▶ [INSTRUCTION]: From the line with "the gray lower" down to the final line of the material below, quote every line exactly and leave out all lines before it.

## Start DATASET RECORDS

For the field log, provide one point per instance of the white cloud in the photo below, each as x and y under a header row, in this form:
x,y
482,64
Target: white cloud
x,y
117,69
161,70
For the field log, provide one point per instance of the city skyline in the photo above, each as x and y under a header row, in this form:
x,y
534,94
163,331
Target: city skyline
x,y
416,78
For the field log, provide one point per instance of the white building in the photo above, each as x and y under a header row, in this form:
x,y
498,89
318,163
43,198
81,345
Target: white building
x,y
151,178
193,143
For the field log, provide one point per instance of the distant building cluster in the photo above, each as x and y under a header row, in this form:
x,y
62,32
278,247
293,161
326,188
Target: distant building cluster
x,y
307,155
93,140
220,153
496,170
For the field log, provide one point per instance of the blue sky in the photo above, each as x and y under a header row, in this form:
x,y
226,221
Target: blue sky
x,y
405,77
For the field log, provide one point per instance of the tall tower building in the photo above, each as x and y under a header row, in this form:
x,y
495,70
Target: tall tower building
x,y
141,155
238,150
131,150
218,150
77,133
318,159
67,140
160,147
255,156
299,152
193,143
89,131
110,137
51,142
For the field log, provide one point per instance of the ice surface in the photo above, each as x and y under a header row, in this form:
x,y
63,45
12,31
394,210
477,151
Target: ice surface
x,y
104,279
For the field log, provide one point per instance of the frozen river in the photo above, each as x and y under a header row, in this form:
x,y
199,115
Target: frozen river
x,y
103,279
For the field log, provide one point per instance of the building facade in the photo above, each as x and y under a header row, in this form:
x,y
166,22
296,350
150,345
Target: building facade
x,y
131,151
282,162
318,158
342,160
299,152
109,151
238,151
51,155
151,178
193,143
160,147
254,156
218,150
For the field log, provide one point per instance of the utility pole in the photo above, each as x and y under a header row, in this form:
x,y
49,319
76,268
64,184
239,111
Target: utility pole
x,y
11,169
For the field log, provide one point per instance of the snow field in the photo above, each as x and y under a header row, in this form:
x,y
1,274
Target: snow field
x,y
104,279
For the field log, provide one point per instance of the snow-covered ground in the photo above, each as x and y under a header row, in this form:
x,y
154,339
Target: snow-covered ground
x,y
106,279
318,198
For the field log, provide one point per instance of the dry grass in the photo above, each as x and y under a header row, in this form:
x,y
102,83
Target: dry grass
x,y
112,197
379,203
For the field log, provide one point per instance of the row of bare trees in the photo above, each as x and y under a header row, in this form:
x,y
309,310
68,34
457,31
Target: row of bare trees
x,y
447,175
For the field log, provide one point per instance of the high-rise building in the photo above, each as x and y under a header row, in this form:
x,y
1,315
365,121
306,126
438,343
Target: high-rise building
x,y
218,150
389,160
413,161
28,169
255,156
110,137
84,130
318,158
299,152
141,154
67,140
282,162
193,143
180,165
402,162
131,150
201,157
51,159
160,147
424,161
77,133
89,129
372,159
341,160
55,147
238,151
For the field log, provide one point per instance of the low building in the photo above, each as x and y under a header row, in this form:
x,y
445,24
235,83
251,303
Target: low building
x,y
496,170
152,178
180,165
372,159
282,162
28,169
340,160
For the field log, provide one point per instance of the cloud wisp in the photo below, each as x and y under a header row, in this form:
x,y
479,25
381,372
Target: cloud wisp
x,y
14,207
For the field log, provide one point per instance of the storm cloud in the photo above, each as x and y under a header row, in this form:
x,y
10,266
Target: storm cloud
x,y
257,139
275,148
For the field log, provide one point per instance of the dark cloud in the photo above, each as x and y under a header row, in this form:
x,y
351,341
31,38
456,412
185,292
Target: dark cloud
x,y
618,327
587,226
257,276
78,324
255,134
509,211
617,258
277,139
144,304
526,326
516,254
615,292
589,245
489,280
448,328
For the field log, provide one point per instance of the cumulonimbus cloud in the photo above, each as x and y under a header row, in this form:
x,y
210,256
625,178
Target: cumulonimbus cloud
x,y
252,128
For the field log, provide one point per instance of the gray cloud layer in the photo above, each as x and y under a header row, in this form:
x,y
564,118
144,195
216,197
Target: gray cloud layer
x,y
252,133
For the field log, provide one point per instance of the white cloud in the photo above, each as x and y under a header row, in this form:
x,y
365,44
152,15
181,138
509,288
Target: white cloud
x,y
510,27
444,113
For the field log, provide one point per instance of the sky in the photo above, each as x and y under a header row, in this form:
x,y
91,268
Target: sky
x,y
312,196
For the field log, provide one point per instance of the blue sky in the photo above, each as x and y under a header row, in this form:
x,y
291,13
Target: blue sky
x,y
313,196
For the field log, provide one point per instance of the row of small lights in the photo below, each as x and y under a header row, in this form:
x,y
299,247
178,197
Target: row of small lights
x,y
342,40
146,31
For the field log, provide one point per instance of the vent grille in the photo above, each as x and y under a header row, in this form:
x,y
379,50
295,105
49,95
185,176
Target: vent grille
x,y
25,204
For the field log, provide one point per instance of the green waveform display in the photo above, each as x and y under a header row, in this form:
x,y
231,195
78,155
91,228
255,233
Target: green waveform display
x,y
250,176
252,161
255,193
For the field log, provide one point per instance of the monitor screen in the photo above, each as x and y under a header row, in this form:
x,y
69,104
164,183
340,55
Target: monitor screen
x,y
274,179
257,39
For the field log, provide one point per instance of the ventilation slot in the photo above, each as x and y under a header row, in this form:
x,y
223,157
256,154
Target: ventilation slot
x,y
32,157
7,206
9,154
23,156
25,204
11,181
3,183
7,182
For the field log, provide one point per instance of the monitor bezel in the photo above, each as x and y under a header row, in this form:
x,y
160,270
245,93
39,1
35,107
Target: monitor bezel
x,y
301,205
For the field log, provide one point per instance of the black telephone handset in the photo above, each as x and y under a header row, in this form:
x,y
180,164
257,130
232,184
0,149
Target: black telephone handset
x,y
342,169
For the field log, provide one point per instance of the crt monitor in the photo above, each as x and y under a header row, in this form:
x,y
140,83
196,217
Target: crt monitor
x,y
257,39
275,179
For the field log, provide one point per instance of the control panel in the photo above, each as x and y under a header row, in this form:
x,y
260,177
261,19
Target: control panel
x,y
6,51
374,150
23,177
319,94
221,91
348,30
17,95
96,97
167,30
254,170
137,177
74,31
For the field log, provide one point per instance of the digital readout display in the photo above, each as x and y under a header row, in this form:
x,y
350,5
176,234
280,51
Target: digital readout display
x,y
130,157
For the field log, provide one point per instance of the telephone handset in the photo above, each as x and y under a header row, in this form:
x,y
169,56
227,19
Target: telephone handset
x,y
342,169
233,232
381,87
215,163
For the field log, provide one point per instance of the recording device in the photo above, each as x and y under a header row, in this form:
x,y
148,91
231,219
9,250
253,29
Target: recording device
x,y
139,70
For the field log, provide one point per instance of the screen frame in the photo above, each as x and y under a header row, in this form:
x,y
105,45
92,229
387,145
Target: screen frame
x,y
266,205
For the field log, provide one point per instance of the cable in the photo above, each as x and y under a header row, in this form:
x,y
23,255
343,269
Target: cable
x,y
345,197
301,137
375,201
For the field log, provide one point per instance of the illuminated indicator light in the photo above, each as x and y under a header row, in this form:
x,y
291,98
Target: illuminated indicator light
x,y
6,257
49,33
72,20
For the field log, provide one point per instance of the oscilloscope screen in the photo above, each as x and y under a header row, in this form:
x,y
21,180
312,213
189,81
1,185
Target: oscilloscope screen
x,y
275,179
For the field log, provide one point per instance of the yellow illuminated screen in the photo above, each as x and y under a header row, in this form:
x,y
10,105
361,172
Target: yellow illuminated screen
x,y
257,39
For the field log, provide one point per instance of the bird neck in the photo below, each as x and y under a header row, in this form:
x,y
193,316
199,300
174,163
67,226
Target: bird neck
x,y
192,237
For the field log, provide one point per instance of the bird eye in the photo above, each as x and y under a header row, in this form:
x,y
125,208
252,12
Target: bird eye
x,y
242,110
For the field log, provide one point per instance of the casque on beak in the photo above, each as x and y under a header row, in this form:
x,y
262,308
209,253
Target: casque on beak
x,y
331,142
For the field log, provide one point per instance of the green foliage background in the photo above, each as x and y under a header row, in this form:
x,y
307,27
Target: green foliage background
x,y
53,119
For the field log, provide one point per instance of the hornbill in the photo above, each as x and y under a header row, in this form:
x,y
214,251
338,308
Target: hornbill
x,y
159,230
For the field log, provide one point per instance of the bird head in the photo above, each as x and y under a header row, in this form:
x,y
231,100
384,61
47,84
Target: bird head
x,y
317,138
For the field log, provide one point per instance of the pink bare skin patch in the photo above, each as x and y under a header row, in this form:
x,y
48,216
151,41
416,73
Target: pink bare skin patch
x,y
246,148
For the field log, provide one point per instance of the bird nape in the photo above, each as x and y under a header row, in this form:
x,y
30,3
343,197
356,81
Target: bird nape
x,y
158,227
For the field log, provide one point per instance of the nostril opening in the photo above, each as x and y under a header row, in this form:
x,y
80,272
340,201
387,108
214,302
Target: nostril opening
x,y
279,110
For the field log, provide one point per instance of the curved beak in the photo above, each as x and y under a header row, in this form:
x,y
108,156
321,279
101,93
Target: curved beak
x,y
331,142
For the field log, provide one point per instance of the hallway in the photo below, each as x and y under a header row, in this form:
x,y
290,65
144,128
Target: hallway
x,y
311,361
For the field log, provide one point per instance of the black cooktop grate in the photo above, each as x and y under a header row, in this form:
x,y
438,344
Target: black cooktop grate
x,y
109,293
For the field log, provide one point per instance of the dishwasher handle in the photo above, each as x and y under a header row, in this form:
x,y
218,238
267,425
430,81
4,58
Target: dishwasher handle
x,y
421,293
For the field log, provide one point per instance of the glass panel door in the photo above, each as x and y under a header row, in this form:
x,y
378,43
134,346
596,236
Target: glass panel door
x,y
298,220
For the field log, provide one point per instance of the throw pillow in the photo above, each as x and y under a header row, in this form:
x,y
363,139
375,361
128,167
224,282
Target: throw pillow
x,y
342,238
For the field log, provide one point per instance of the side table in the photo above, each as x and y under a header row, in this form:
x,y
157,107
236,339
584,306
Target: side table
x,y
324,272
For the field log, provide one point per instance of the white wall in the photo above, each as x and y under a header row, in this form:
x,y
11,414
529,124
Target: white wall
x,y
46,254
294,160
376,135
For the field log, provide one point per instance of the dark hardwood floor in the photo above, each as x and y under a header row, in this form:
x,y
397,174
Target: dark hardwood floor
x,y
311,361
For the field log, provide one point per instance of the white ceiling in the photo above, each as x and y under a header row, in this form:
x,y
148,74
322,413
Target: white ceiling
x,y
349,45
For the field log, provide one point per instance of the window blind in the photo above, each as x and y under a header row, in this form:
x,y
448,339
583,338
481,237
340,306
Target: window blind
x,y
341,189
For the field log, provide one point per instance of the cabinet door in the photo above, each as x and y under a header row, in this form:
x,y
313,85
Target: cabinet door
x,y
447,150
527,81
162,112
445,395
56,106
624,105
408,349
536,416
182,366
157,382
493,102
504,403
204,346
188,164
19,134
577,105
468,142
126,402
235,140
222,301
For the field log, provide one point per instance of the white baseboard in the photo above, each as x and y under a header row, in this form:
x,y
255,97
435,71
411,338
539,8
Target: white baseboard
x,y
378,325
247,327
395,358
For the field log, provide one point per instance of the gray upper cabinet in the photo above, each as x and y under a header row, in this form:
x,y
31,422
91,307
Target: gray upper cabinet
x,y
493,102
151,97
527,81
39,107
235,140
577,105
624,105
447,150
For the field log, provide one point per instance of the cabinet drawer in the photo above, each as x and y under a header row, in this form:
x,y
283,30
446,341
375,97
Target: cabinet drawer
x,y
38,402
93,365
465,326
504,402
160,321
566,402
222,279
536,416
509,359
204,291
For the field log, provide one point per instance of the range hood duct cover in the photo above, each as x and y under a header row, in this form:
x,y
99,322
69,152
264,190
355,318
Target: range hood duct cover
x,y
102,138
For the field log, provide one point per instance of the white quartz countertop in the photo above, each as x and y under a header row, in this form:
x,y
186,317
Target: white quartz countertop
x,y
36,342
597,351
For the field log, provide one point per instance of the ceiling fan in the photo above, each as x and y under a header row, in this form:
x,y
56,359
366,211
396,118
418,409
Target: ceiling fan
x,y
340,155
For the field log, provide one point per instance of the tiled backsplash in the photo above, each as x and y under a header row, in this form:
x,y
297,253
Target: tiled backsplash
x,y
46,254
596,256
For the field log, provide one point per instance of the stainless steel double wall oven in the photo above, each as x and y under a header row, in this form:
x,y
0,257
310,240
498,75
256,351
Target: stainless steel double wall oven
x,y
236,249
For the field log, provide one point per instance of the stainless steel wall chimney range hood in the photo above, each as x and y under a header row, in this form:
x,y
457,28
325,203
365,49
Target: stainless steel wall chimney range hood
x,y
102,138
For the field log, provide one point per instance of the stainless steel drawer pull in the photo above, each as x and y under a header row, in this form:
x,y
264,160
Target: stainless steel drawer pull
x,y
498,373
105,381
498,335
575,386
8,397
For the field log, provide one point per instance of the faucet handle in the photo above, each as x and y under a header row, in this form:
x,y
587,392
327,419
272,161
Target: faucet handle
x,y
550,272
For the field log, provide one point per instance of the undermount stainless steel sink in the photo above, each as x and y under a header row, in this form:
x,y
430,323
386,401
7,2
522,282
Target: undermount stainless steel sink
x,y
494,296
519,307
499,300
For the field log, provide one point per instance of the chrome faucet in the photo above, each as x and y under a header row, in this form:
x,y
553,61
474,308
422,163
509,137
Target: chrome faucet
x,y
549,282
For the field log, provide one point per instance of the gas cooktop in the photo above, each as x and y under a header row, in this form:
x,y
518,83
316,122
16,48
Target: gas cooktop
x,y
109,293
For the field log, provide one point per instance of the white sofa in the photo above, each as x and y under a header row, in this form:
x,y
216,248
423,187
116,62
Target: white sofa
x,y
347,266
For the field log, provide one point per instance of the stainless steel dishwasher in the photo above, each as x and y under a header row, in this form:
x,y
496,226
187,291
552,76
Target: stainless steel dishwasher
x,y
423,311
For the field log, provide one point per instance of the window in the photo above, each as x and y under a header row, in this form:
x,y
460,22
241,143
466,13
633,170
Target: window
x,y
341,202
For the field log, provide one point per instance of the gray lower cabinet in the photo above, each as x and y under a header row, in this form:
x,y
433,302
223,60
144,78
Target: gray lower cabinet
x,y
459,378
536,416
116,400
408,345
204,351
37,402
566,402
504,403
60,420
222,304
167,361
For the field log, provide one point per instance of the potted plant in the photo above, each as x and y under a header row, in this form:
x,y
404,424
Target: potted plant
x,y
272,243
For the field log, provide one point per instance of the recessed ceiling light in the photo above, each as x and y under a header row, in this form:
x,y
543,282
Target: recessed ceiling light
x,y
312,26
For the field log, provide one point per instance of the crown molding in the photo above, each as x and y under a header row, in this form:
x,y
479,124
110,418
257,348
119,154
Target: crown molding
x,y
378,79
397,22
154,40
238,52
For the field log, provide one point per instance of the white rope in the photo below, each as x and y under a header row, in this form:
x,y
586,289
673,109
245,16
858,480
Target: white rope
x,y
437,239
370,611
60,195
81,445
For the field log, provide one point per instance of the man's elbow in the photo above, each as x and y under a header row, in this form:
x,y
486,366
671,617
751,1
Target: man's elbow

## End DATASET RECORDS

▶ [TASK OUTPUT]:
For the field log, provide one point per instance of the gray lower cabinet in the photo above, each as x and y under a header row, in this form:
x,y
433,302
223,60
144,78
Target: gray lower cabinet
x,y
459,378
536,416
116,400
408,345
204,351
37,402
566,402
504,403
60,420
222,304
167,361
For the field log, provide one point per instance of the potted plant in the photo above, each as x and y under a header row, in this form:
x,y
404,424
Target: potted plant
x,y
272,243
For the field log, provide one point per instance of the recessed ceiling light in the photo above, each as x and y under a header row, in this form:
x,y
543,282
Target: recessed ceiling light
x,y
312,26
For the field log, provide one point per instance of the crown molding in the photo above, each as x and y under a header row, in this form:
x,y
479,124
110,418
257,348
119,154
Target: crown molding
x,y
378,79
397,22
154,40
238,52
For the field log, provide one point per instance of the white rope in the photo below, each as x and y under a header row, in this form:
x,y
586,289
673,109
245,16
858,480
Target: white rope
x,y
437,239
370,611
60,195
81,445
For the field log, provide one point per instance of the man's elbow in the photo above, each as x and y under a header row, in this form:
x,y
486,366
671,617
751,1
Target: man's elbow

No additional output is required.